Reading, aggregating and writing the stream from the silver to the gold layer.

In [None]:
# Step 1: Load the pre-trained model
with open("/dbfs/mnt/saibdpadls/ml-model/best_fraud_model.pkl", "rb") as f:
    loaded_model = pickle.load(f)

# Step 2: Define a prediction function
def predict_batch(pdf: pd.DataFrame) -> pd.DataFrame:
    """
    Takes a Pandas DataFrame (micro-batch), makes predictions, and returns the predictions.
    """
    # Make predictions using the loaded model
    predictions = loaded_model.predict(pdf)  # Drop the target column if present
    # Add predictions as a new column
    pdf["prediction"] = predictions
    return pdf



# Step 4: Read the streaming data
df = spark.readStream \
    .format("delta") \
    .table("v2_streaming.silver.transactions")

# # Step 5: Apply the prediction function to the stream
# predicted_stream = df.mapInPandas(predict_batch, schema=output_schema)

https://scikit-learn.org/stable/model_persistence.html#security-maintainability-limitations


In [None]:
import numpy as np
import traceback
import pickle
import pandas as pd
from sklearn.preprocessing import StandardScaler

# Load the scaler
with open("/dbfs/mnt/saibdpadls/ml-model/scaler.pkl", "rb") as f:
    scaler = pickle.load(f)

# Load the training columns
with open("/dbfs/mnt/saibdpadls/ml-model/training_columns.pkl", "rb") as f:
    training_columns = pickle.load(f)

# Load the trained model
with open("/dbfs/mnt/saibdpadls/ml-model/best_fraud_model.pkl", "rb") as f:
    loaded_model = pickle.load(f)

# Define categorical columns used in training
categorical_cols = ["Location", "CardType", "TransactionType", "ProductCategory"]

def process_batch(df, epoch_id):
    try:
        if df.rdd.isEmpty():
            print(f"Epoch {epoch_id}: Empty batch, skipping...")
            return

        print(f"Epoch {epoch_id}: Processing batch...")

        pdf = df.toPandas()
        
        if pdf.empty:
            print(f"Epoch {epoch_id}: Pandas DataFrame is empty, skipping...")
            return

        print(f"Epoch {epoch_id}: Checking DataFrame structure...")
        print(pdf.dtypes)
        print(pdf.head())

        # Extract new time-based features
        pdf["Timestamp"] = pd.to_datetime(pdf["Timestamp"])
        pdf["Hour"] = pdf["Timestamp"].dt.hour
        pdf["Day"] = pdf["Timestamp"].dt.day
        pdf["Month"] = pdf["Timestamp"].dt.month

        # Convert Duration to seconds
        pdf["Duration"] = pdf["Duration"].apply(lambda x: __builtins__.sum(int(t) * sec for t, sec in zip(x.split(":"), [3600, 60, 1])))

        # Drop original Timestamp and TransactionID if present
        pdf.drop(columns=["Timestamp", "TransactionID"], errors="ignore", inplace=True)

        # One-hot encoding for categorical variables (aligning with training)
        pdf = pd.get_dummies(pdf, columns=categorical_cols, drop_first=True)

        # Ensure all columns match training (fill missing with 0)

======

TASK LIST
[A] List the categorical column names that the fraud-detection streaming code assigns to categorical_cols.
[B] Please reproduce the fraud-detection streaming code from "print(pdf.dtypes)" to "[3600, 60, 1])))".

Source data
======

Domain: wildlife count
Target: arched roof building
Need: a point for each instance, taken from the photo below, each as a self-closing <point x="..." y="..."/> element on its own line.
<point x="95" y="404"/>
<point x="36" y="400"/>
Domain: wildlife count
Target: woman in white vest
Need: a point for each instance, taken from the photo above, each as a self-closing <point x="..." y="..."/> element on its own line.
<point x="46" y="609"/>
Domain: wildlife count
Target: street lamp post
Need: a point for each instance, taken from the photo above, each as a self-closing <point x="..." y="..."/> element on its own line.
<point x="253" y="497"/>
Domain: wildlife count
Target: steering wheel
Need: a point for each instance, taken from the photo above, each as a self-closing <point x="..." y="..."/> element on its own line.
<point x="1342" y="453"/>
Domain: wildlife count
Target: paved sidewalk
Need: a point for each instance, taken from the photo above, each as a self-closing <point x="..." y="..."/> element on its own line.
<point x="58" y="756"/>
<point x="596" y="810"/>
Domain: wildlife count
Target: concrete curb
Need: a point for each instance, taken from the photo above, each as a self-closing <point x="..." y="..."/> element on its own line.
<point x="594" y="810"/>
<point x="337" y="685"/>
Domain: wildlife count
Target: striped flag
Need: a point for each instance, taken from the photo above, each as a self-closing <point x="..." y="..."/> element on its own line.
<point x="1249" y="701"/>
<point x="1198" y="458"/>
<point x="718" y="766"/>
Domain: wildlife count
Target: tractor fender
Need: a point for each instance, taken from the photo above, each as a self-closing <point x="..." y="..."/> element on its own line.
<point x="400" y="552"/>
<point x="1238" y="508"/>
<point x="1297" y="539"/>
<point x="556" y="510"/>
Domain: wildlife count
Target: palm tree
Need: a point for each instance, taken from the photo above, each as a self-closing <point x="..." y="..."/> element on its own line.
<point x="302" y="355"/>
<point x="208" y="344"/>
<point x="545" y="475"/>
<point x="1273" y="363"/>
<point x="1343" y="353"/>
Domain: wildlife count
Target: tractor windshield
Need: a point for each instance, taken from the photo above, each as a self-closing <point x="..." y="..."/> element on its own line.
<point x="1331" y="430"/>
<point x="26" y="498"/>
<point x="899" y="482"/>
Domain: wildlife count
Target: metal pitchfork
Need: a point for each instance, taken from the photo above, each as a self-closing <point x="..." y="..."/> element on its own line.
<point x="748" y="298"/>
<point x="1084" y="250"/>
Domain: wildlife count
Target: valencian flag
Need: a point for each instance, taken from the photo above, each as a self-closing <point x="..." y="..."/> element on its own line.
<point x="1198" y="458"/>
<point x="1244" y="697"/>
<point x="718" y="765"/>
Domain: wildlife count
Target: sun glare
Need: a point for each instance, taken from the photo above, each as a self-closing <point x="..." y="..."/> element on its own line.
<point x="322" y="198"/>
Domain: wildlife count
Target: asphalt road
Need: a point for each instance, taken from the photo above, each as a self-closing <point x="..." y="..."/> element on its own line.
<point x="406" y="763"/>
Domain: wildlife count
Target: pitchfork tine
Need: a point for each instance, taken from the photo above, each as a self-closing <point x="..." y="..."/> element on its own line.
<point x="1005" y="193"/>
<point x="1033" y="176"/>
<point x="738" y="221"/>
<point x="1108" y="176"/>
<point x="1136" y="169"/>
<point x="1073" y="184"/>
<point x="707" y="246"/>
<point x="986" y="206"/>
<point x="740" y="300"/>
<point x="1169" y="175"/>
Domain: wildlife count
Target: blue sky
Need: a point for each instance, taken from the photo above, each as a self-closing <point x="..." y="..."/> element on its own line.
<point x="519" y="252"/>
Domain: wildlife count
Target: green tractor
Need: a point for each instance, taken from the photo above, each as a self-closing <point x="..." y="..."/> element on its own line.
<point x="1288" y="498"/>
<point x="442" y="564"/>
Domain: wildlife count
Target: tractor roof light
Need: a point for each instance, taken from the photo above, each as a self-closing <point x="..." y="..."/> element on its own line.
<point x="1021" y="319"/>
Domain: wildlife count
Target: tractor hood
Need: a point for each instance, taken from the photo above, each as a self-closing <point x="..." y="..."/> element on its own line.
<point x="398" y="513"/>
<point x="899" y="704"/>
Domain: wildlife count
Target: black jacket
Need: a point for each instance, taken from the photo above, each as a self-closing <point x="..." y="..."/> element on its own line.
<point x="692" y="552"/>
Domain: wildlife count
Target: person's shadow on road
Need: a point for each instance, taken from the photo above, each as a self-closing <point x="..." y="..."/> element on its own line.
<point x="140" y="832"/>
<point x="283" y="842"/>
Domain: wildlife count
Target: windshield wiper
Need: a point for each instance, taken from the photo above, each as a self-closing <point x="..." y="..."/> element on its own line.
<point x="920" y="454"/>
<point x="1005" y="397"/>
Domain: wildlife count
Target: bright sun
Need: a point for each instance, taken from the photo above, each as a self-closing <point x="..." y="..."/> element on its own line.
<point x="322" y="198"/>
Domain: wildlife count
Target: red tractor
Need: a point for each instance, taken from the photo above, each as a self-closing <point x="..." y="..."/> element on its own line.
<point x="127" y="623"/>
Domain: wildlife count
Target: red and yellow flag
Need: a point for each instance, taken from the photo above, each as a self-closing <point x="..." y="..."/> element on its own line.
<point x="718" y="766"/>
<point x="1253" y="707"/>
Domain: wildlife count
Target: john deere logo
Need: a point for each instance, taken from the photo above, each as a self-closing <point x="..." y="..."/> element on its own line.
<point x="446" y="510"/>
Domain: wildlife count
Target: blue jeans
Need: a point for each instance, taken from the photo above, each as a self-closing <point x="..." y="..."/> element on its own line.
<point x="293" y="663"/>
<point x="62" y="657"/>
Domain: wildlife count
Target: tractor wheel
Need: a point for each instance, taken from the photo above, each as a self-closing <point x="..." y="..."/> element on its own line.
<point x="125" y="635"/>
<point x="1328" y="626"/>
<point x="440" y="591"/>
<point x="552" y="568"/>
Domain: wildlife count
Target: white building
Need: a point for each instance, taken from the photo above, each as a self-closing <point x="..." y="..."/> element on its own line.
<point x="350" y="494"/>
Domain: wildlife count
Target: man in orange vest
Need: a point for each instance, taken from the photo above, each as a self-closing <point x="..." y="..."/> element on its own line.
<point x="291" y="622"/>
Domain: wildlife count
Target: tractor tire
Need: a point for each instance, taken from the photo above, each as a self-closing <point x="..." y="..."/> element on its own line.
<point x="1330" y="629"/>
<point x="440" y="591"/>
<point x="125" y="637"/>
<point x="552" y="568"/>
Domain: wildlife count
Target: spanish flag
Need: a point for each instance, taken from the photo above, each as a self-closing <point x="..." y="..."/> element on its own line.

======

ANSWERS FOR THIS EXERCISE
[A] Location, CardType, TransactionType, ProductCategory

[B]
print(pdf.dtypes)
        print(pdf.head())

        # Extract new time-based features
        pdf["Timestamp"] = pd.to_datetime(pdf["Timestamp"])
        pdf["Hour"] = pdf["Timestamp"].dt.hour
        pdf["Day"] = pdf["Timestamp"].dt.day
        pdf["Month"] = pdf["Timestamp"].dt.month

        # Convert Duration to seconds
        pdf["Duration"] = pdf["Duration"].apply(lambda x: __builtins__.sum(int(t) * sec for t, sec in zip(x.split(":"), [3600, 60, 1])))